▸ Exercise
Please count how many lines in the records below contain the string "patch", treating uppercase and lowercase as different, and reply with the number alone.

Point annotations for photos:
■ ■ ■ ■ ■

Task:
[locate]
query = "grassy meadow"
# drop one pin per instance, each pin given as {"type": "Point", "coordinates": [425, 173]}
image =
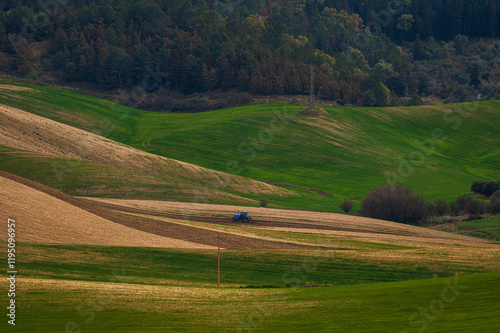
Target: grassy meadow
{"type": "Point", "coordinates": [102, 289]}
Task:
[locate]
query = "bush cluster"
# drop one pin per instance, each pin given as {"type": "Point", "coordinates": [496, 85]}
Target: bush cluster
{"type": "Point", "coordinates": [396, 203]}
{"type": "Point", "coordinates": [485, 188]}
{"type": "Point", "coordinates": [400, 204]}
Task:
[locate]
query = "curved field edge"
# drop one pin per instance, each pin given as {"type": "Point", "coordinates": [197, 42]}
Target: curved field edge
{"type": "Point", "coordinates": [463, 303]}
{"type": "Point", "coordinates": [439, 150]}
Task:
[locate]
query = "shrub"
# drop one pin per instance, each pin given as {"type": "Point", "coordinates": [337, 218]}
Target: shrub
{"type": "Point", "coordinates": [346, 205]}
{"type": "Point", "coordinates": [485, 188]}
{"type": "Point", "coordinates": [395, 203]}
{"type": "Point", "coordinates": [494, 206]}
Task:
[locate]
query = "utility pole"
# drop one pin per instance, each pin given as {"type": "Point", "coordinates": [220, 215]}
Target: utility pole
{"type": "Point", "coordinates": [312, 87]}
{"type": "Point", "coordinates": [218, 260]}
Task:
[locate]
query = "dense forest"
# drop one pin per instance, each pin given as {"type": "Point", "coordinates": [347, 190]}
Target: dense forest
{"type": "Point", "coordinates": [364, 52]}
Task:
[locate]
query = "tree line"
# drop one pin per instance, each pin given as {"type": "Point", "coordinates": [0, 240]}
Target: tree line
{"type": "Point", "coordinates": [258, 46]}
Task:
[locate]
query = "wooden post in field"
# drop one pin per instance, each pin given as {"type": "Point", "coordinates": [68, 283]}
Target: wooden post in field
{"type": "Point", "coordinates": [312, 88]}
{"type": "Point", "coordinates": [218, 260]}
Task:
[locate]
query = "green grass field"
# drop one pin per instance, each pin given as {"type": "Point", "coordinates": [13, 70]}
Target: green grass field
{"type": "Point", "coordinates": [488, 228]}
{"type": "Point", "coordinates": [438, 150]}
{"type": "Point", "coordinates": [77, 288]}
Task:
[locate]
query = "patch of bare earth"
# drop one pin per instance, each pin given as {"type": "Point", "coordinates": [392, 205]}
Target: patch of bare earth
{"type": "Point", "coordinates": [44, 218]}
{"type": "Point", "coordinates": [26, 131]}
{"type": "Point", "coordinates": [7, 87]}
{"type": "Point", "coordinates": [328, 224]}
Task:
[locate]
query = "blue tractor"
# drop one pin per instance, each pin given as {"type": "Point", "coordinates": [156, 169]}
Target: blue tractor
{"type": "Point", "coordinates": [242, 217]}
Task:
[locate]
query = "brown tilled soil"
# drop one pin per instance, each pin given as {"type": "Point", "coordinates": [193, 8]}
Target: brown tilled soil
{"type": "Point", "coordinates": [227, 220]}
{"type": "Point", "coordinates": [88, 222]}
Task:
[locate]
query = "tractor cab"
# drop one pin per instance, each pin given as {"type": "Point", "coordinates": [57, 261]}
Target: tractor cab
{"type": "Point", "coordinates": [243, 216]}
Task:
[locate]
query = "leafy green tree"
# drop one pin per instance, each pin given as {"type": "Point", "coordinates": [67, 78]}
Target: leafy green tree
{"type": "Point", "coordinates": [405, 23]}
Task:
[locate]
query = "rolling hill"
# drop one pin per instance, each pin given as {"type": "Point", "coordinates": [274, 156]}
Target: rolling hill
{"type": "Point", "coordinates": [316, 160]}
{"type": "Point", "coordinates": [139, 251]}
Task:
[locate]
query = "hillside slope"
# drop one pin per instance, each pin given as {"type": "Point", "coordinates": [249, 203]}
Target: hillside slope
{"type": "Point", "coordinates": [344, 153]}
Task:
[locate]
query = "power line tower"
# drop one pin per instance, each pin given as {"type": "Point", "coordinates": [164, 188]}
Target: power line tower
{"type": "Point", "coordinates": [312, 102]}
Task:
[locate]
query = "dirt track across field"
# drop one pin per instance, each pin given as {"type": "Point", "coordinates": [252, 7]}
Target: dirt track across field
{"type": "Point", "coordinates": [83, 229]}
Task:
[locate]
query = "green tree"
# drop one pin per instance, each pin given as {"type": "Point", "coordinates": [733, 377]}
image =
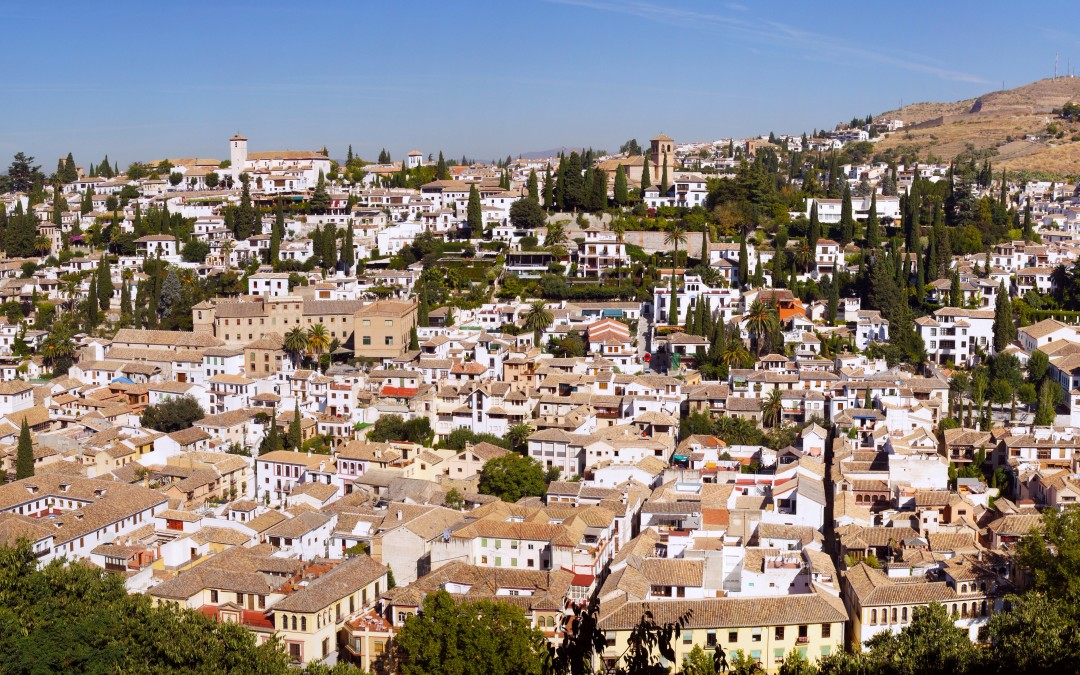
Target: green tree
{"type": "Point", "coordinates": [296, 429]}
{"type": "Point", "coordinates": [24, 455]}
{"type": "Point", "coordinates": [512, 476]}
{"type": "Point", "coordinates": [526, 214]}
{"type": "Point", "coordinates": [621, 190]}
{"type": "Point", "coordinates": [532, 187]}
{"type": "Point", "coordinates": [538, 319]}
{"type": "Point", "coordinates": [320, 199]}
{"type": "Point", "coordinates": [468, 638]}
{"type": "Point", "coordinates": [174, 414]}
{"type": "Point", "coordinates": [873, 227]}
{"type": "Point", "coordinates": [474, 213]}
{"type": "Point", "coordinates": [1004, 327]}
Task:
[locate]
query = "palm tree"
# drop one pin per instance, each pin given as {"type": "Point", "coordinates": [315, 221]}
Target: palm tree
{"type": "Point", "coordinates": [555, 235]}
{"type": "Point", "coordinates": [760, 319]}
{"type": "Point", "coordinates": [517, 435]}
{"type": "Point", "coordinates": [296, 343]}
{"type": "Point", "coordinates": [772, 407]}
{"type": "Point", "coordinates": [734, 354]}
{"type": "Point", "coordinates": [537, 320]}
{"type": "Point", "coordinates": [319, 340]}
{"type": "Point", "coordinates": [674, 235]}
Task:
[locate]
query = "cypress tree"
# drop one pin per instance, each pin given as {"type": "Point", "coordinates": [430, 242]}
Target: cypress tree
{"type": "Point", "coordinates": [1028, 228]}
{"type": "Point", "coordinates": [105, 286]}
{"type": "Point", "coordinates": [813, 231]}
{"type": "Point", "coordinates": [278, 231]}
{"type": "Point", "coordinates": [847, 219]}
{"type": "Point", "coordinates": [873, 227]}
{"type": "Point", "coordinates": [474, 215]}
{"type": "Point", "coordinates": [442, 171]}
{"type": "Point", "coordinates": [329, 246]}
{"type": "Point", "coordinates": [621, 193]}
{"type": "Point", "coordinates": [597, 200]}
{"type": "Point", "coordinates": [743, 261]}
{"type": "Point", "coordinates": [348, 255]}
{"type": "Point", "coordinates": [295, 430]}
{"type": "Point", "coordinates": [532, 186]}
{"type": "Point", "coordinates": [88, 201]}
{"type": "Point", "coordinates": [1004, 327]}
{"type": "Point", "coordinates": [24, 457]}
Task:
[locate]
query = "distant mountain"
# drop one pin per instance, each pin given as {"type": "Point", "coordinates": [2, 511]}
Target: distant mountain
{"type": "Point", "coordinates": [1014, 129]}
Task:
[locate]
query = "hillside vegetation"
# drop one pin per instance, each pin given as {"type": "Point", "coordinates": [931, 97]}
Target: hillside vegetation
{"type": "Point", "coordinates": [1016, 129]}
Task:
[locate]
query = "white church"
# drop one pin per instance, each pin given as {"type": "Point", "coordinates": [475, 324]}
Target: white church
{"type": "Point", "coordinates": [277, 171]}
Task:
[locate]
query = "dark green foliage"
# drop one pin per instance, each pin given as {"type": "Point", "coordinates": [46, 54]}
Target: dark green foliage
{"type": "Point", "coordinates": [395, 428]}
{"type": "Point", "coordinates": [526, 214]}
{"type": "Point", "coordinates": [174, 414]}
{"type": "Point", "coordinates": [24, 457]}
{"type": "Point", "coordinates": [512, 476]}
{"type": "Point", "coordinates": [468, 638]}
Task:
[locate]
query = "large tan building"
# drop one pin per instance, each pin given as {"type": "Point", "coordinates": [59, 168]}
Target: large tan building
{"type": "Point", "coordinates": [381, 329]}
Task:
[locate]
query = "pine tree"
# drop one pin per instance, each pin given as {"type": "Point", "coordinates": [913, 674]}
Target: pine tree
{"type": "Point", "coordinates": [621, 192]}
{"type": "Point", "coordinates": [1004, 327]}
{"type": "Point", "coordinates": [24, 456]}
{"type": "Point", "coordinates": [474, 214]}
{"type": "Point", "coordinates": [105, 286]}
{"type": "Point", "coordinates": [295, 430]}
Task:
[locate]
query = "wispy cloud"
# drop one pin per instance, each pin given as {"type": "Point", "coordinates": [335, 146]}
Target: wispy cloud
{"type": "Point", "coordinates": [777, 34]}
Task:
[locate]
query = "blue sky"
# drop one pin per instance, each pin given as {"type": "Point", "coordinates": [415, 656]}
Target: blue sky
{"type": "Point", "coordinates": [487, 78]}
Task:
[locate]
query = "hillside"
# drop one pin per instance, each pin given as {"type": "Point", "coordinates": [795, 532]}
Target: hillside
{"type": "Point", "coordinates": [998, 125]}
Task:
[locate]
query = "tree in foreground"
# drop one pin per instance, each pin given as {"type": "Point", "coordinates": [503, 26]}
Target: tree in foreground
{"type": "Point", "coordinates": [512, 476]}
{"type": "Point", "coordinates": [174, 414]}
{"type": "Point", "coordinates": [468, 638]}
{"type": "Point", "coordinates": [24, 457]}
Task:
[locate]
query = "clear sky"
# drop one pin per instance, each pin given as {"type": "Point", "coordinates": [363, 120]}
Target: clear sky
{"type": "Point", "coordinates": [145, 80]}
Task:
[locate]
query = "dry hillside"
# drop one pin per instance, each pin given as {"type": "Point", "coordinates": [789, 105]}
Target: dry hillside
{"type": "Point", "coordinates": [1009, 126]}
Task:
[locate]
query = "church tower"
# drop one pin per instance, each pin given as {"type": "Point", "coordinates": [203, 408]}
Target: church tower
{"type": "Point", "coordinates": [238, 152]}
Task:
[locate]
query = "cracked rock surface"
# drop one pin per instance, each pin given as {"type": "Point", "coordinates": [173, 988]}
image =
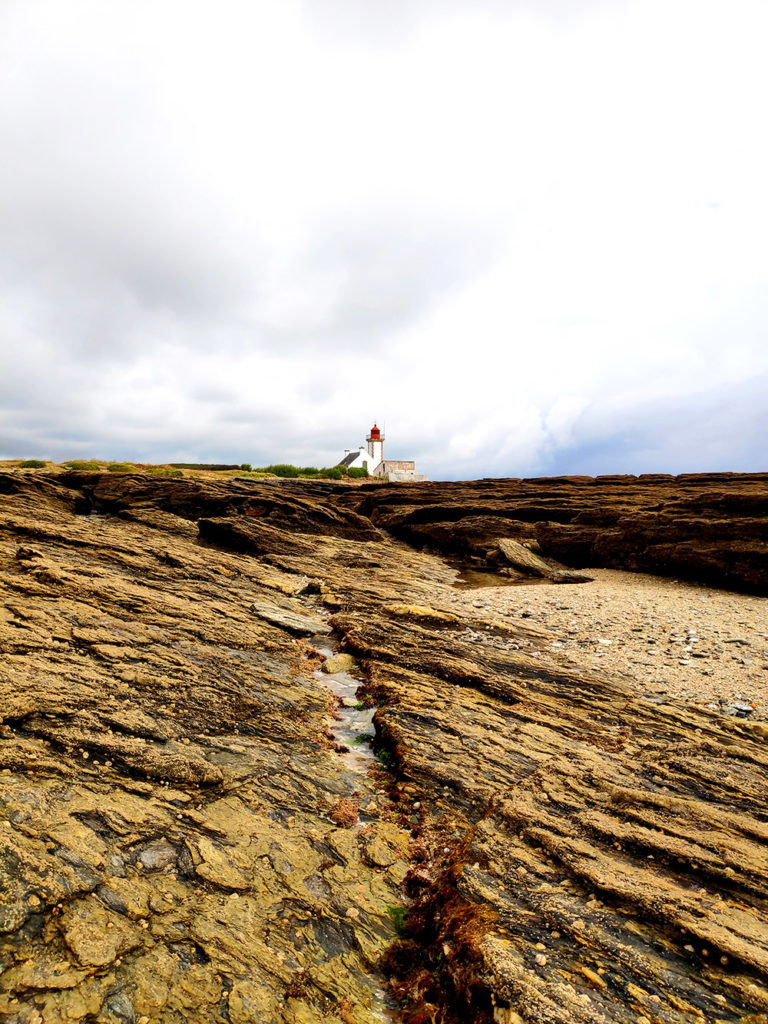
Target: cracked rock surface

■ ■ ■ ■ ■

▸ Task output
2